§ **WORK REQUIRED**
Print all entries word for word.

------------------------------

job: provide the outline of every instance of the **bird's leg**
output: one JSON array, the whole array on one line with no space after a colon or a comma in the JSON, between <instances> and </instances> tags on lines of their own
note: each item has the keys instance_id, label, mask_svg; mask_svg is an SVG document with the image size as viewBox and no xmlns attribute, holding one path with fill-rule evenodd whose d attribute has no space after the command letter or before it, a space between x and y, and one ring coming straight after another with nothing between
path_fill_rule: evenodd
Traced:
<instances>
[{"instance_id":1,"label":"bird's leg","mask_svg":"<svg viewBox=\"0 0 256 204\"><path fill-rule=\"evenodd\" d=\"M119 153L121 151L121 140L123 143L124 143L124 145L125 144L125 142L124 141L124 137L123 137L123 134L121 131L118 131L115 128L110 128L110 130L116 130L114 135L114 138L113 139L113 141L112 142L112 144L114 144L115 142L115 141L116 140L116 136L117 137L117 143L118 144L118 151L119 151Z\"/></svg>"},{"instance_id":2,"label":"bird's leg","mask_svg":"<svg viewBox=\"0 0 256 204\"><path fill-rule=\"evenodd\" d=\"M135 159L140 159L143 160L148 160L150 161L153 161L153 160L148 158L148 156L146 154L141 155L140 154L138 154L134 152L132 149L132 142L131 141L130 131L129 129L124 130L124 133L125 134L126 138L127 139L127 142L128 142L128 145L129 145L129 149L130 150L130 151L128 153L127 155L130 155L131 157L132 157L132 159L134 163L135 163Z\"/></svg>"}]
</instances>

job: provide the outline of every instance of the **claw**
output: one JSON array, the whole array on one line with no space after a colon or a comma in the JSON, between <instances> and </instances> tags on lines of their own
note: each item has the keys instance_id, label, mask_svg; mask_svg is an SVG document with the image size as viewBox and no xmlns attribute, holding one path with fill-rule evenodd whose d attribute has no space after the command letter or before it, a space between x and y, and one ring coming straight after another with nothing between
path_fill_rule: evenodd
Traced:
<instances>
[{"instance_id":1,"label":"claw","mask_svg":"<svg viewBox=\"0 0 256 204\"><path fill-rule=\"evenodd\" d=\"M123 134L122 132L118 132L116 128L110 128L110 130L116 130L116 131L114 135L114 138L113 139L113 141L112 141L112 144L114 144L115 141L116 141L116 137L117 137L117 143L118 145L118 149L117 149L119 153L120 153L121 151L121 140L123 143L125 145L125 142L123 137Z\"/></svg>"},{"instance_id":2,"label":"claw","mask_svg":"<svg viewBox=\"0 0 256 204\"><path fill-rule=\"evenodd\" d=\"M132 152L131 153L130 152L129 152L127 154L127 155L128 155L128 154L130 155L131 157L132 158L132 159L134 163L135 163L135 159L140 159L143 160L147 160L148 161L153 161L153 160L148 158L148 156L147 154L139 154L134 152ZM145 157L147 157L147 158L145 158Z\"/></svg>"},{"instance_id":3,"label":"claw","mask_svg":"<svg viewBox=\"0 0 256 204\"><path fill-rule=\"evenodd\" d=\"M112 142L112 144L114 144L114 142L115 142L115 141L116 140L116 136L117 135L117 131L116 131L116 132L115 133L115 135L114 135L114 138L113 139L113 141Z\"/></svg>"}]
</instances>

------------------------------

§ **RESULT OF THE EXERCISE**
job: provide the outline of every instance of the **bird's leg**
output: one JSON array, the whole array on one line with no space after a colon or a comma in the JSON, between <instances> and </instances> tags on lines of their own
note: each item has the keys instance_id, label, mask_svg; mask_svg is an SVG document with the image size as viewBox and no xmlns attribute, holding one path with fill-rule evenodd whose d attribute has no space after the command letter or before it, a space between x and y, and one ring coming straight after another with nothing between
path_fill_rule: evenodd
Traced:
<instances>
[{"instance_id":1,"label":"bird's leg","mask_svg":"<svg viewBox=\"0 0 256 204\"><path fill-rule=\"evenodd\" d=\"M119 153L121 151L121 140L123 143L124 143L124 145L125 144L125 142L124 141L124 137L123 137L123 134L121 131L118 131L115 128L110 128L110 130L116 130L114 135L114 138L113 139L113 141L112 142L112 144L114 144L115 142L115 141L116 140L116 136L117 137L117 143L118 144L118 151L119 151Z\"/></svg>"},{"instance_id":2,"label":"bird's leg","mask_svg":"<svg viewBox=\"0 0 256 204\"><path fill-rule=\"evenodd\" d=\"M135 159L140 159L143 160L148 160L150 161L153 161L153 160L148 158L148 156L146 154L141 155L140 154L138 154L134 152L132 149L132 142L131 141L130 131L129 129L124 130L124 133L125 134L126 138L127 139L127 142L128 142L128 145L129 145L129 149L130 150L130 151L128 153L127 155L130 155L131 157L132 157L132 159L134 163L135 163Z\"/></svg>"}]
</instances>

job: provide the outline of every instance of the **claw**
output: one JSON array, the whole array on one line with no space after a colon or a comma in the JSON, between <instances> and </instances> tags on lines of their own
note: each item has the keys instance_id, label, mask_svg; mask_svg is an SVG document with the image size as viewBox and no xmlns attribute, holding one path with fill-rule evenodd whose d attribute has no space after the command letter or before it, a space between x and y, and one ring coming straight after another with nothing between
path_fill_rule: evenodd
Traced:
<instances>
[{"instance_id":1,"label":"claw","mask_svg":"<svg viewBox=\"0 0 256 204\"><path fill-rule=\"evenodd\" d=\"M123 134L122 132L118 132L116 128L110 128L110 130L116 130L116 131L114 135L114 138L113 139L113 141L112 141L112 144L114 144L115 141L116 141L116 137L117 137L117 143L118 145L118 149L117 149L119 153L120 153L121 151L121 140L123 143L125 145L125 142L123 137Z\"/></svg>"},{"instance_id":2,"label":"claw","mask_svg":"<svg viewBox=\"0 0 256 204\"><path fill-rule=\"evenodd\" d=\"M132 152L131 153L130 152L129 152L127 154L127 155L128 155L128 154L130 155L131 157L132 158L132 159L134 163L135 163L135 159L140 159L143 160L147 160L148 161L153 161L153 160L148 158L148 156L147 154L139 154L134 152ZM145 157L147 157L147 158L145 158Z\"/></svg>"},{"instance_id":3,"label":"claw","mask_svg":"<svg viewBox=\"0 0 256 204\"><path fill-rule=\"evenodd\" d=\"M112 142L112 144L114 144L114 142L115 142L115 141L116 140L116 136L117 135L117 131L116 131L116 132L115 133L115 135L114 135L114 138L113 139L113 141Z\"/></svg>"}]
</instances>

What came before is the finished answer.